> WORK REQUIRED: Everything in the data that follows has to be repeated verbatim.
Start of EXERCISE DATA
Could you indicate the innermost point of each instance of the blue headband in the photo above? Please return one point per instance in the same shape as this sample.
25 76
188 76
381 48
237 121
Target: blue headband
End of EXERCISE DATA
> SOLUTION TO THIS TASK:
Could you indicate the innermost point of each instance of the blue headband in the photo above? Please return one point per instance in the same shape as this sample.
25 76
188 76
381 48
237 121
Target: blue headband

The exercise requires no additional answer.